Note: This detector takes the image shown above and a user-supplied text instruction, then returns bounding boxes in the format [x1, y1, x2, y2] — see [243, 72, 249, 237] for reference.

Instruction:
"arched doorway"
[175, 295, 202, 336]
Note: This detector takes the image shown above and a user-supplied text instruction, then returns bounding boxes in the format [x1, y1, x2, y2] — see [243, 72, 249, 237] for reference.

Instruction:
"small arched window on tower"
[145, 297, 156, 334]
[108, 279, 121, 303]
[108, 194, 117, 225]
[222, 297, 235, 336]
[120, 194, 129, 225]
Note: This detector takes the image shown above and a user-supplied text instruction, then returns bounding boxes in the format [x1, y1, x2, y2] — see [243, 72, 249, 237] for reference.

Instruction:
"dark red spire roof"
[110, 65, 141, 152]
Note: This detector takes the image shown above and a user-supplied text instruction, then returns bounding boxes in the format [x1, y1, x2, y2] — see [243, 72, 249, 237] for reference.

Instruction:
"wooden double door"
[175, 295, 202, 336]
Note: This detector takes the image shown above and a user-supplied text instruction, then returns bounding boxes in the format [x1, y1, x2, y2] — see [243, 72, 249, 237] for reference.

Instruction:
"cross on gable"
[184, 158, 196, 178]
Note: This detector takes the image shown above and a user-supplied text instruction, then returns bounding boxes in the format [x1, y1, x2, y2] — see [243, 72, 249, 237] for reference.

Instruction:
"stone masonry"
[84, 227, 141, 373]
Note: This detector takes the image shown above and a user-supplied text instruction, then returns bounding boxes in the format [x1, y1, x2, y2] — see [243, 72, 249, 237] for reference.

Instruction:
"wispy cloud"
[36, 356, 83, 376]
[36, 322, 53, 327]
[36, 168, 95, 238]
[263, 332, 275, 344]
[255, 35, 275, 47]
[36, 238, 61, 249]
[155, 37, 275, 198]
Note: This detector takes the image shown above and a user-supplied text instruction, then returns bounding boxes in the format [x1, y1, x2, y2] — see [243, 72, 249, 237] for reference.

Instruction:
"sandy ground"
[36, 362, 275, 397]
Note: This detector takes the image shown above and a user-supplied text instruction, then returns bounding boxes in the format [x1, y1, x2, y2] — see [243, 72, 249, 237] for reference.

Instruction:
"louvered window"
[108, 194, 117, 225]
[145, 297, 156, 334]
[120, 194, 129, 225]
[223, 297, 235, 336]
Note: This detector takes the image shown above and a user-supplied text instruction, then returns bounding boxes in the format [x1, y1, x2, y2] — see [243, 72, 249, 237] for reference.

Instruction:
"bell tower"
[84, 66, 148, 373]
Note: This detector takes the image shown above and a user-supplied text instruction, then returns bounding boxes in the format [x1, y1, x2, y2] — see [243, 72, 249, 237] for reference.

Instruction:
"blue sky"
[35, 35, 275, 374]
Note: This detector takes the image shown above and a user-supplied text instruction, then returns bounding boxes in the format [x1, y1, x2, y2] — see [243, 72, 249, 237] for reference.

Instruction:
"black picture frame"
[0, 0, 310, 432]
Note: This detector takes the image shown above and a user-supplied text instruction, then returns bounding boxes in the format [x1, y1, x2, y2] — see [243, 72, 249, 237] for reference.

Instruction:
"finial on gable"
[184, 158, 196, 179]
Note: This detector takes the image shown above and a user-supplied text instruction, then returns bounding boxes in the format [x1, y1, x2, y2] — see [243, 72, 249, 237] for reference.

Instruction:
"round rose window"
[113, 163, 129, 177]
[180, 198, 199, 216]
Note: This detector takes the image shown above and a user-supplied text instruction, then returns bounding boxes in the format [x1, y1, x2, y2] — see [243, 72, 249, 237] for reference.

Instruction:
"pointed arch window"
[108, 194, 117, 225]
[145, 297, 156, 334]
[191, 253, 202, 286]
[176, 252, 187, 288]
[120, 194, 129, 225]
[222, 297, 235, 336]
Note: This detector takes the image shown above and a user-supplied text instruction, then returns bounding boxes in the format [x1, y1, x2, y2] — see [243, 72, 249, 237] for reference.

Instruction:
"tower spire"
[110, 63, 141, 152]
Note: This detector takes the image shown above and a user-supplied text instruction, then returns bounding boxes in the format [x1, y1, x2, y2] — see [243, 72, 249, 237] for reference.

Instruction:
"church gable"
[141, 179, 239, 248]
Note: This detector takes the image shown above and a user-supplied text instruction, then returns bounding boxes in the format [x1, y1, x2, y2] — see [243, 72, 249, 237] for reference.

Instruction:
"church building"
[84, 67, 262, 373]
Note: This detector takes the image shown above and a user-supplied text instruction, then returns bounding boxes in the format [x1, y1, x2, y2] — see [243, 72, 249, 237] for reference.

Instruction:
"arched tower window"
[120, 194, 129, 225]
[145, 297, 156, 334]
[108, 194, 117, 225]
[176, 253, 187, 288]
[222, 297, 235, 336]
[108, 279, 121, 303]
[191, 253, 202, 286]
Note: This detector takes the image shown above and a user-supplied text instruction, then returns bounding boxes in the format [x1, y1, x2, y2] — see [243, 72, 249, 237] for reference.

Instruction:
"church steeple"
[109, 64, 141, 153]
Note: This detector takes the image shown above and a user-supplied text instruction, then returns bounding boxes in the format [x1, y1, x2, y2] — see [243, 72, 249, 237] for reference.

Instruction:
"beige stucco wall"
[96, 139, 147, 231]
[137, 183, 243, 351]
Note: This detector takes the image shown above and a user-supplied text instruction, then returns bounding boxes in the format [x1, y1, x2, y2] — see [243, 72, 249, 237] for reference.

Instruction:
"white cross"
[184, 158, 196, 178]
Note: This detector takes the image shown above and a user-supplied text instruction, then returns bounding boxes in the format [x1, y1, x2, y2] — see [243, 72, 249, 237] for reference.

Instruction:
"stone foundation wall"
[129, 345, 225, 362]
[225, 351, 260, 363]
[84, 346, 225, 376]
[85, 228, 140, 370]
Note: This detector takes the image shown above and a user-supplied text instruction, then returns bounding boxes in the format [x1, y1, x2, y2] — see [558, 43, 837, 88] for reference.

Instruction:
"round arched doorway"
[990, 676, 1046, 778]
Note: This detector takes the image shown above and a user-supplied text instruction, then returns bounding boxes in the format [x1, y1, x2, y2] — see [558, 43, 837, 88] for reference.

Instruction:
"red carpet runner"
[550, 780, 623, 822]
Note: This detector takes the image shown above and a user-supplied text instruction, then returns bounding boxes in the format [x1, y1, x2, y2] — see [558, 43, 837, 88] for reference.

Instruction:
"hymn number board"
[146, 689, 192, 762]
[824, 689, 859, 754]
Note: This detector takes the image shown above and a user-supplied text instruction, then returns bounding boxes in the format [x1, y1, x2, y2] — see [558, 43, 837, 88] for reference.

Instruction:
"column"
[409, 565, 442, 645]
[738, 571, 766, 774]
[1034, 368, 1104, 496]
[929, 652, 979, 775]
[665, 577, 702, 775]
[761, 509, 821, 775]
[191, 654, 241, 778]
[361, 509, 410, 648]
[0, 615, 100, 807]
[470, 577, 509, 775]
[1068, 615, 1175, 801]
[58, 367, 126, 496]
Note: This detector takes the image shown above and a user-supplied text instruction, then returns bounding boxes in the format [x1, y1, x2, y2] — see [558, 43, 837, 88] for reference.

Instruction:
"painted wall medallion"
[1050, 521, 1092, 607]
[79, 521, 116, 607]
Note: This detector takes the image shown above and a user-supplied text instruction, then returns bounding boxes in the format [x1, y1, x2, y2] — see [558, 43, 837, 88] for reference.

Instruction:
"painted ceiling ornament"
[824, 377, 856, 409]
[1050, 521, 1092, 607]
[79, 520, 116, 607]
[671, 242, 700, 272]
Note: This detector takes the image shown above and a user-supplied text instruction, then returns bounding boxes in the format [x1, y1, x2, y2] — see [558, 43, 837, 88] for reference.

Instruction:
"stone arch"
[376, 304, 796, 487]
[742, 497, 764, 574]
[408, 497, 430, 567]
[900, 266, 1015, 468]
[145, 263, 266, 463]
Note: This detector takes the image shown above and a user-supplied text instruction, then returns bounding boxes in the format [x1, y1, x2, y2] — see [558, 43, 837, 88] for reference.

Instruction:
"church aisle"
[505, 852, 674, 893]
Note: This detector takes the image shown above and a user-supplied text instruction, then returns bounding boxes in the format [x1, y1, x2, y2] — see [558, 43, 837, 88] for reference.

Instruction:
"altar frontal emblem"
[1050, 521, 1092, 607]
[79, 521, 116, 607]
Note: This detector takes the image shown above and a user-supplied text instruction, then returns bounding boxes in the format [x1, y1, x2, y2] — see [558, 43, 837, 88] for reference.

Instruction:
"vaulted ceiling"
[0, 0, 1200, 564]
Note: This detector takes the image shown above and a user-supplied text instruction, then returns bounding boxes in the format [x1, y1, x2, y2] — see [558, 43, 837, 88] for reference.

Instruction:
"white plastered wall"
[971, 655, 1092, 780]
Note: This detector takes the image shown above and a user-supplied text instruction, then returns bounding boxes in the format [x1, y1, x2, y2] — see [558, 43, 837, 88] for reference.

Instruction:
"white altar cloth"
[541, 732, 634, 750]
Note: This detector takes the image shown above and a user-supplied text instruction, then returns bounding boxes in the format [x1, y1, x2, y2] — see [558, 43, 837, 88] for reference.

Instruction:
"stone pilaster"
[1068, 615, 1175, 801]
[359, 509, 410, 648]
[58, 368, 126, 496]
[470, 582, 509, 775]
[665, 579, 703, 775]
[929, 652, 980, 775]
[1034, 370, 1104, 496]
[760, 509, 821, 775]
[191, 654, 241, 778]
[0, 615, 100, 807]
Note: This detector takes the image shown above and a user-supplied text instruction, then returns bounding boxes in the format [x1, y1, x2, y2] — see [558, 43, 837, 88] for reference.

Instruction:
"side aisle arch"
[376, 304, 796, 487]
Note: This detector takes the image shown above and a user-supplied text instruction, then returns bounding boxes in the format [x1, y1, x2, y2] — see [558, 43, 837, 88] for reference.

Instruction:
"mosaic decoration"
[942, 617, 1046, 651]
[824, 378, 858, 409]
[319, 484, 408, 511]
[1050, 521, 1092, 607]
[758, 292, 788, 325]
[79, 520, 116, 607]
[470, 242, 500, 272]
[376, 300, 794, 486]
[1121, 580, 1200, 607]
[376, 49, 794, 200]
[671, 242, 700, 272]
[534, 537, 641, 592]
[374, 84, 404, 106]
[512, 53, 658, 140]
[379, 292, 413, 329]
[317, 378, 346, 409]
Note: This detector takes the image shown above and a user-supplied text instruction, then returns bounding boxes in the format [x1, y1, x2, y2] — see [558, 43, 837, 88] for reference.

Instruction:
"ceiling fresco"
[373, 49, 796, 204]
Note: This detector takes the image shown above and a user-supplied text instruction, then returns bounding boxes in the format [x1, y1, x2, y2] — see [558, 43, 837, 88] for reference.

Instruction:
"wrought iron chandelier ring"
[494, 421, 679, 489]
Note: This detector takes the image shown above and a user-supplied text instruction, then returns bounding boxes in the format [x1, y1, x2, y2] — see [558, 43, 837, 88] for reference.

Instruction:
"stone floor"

▬▬▬▬▬▬

## Description of the task
Reproduce verbatim the stretch of the records above, from their start through the line containing "[36, 362, 275, 397]".

## Solution for this task
Note: This detector takes the image shown above and a user-supplied text instruction, then returns bounding boxes in the format [x1, y1, x2, y2] — see [243, 72, 249, 237] for reference.

Instruction:
"arched doorway"
[175, 295, 202, 336]
Note: This detector takes the image shown above and a user-supplied text instruction, then returns bounding boxes in the format [x1, y1, x2, y2] — see [243, 72, 249, 237] for reference.

Instruction:
"small arched window on tower"
[145, 297, 156, 334]
[108, 279, 121, 303]
[108, 194, 117, 225]
[222, 297, 235, 336]
[120, 194, 129, 225]
Note: This detector takes the image shown above and a user-supplied text instruction, then returns bounding boxes in the format [x1, y1, x2, y2] — see [243, 72, 249, 237] for reference.

Instruction:
"dark red spire roof"
[110, 65, 141, 152]
Note: This detector takes the image shown above and a user-supplied text instruction, then returns bounding boxes in the format [x1, y1, x2, y2] — see [243, 72, 249, 237] for reference.

Instruction:
"wooden double door"
[175, 295, 202, 336]
Note: This detector takes the image shown above and a user-supplied text instruction, then returns bounding boxes in the format [x1, y1, x2, y2] — see [243, 72, 249, 237] for reference.

Instruction:
"cross on gable"
[184, 158, 196, 178]
Note: This detector takes the image shown above and a user-supplied text instruction, then returns bounding boxes in the format [x1, y1, x2, y2] — see [243, 72, 249, 237] for reference.

Instruction:
"stone masonry"
[84, 227, 141, 373]
Note: This detector takes the image shown above and a user-supplied text instruction, then returns bounding boxes in the format [x1, y1, x2, y2] — see [243, 72, 249, 237] for reference.

Instruction:
"wispy cloud"
[36, 356, 83, 376]
[36, 322, 53, 327]
[36, 168, 95, 238]
[263, 332, 275, 344]
[255, 35, 275, 47]
[36, 238, 61, 249]
[155, 37, 275, 198]
Note: This detector takes the image shown above and a user-supplied text instruction, then returns bounding boxes in the format [x1, y1, x2, y2] — see [243, 72, 249, 237] for reference.

Instruction:
"sandy ground"
[36, 362, 275, 397]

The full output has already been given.